What you are asked to do: Print all records exactly, pictures left out.

Source information:

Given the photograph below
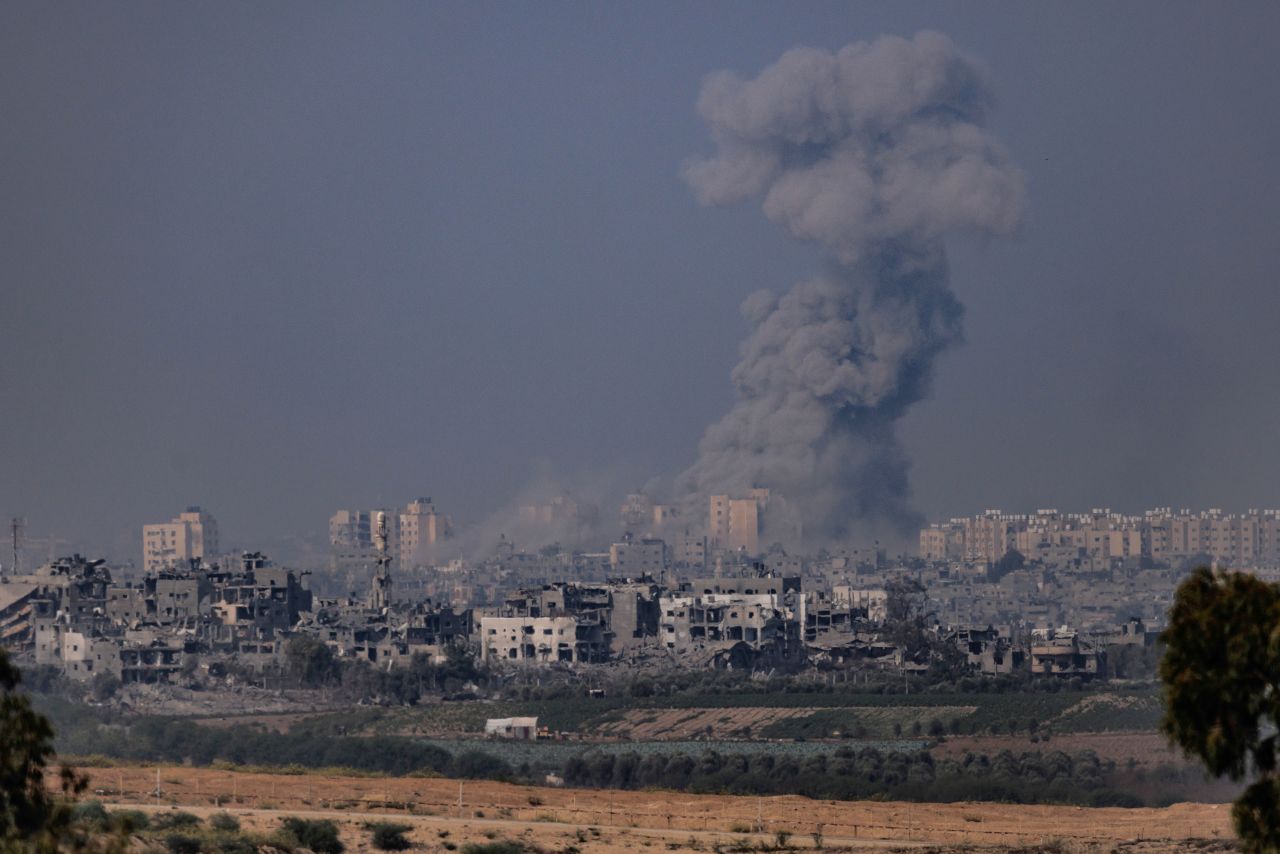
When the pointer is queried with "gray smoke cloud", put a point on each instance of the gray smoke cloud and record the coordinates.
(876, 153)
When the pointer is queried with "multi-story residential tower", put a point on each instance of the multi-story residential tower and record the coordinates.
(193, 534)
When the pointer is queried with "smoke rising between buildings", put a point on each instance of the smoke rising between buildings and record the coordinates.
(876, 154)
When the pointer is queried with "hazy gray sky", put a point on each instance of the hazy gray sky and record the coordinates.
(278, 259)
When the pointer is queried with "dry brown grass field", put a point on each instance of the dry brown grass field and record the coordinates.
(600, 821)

Exercise result:
Given the photograph below
When the pointer is queried with "gray smoke cloud", put a point on each instance of the gray smoke cloud and record the coordinates.
(876, 153)
When the pointer is queried with "multi-story residential tower", put a point on each instance of the multi-story residential tower and record the coordinates.
(193, 534)
When the pointer is queried with "smoke rising between buildings", put a point on each instance of the smoke rising between buildings and record the coordinates.
(876, 154)
When the pointer is queried with "hazy gray sky", put a point on each instance of the hazy gray sky and record the coordinates.
(278, 259)
When the pointer is queried with "dry brown grass field", put a point on each instance of the dry brown grass field and record the coordinates.
(600, 821)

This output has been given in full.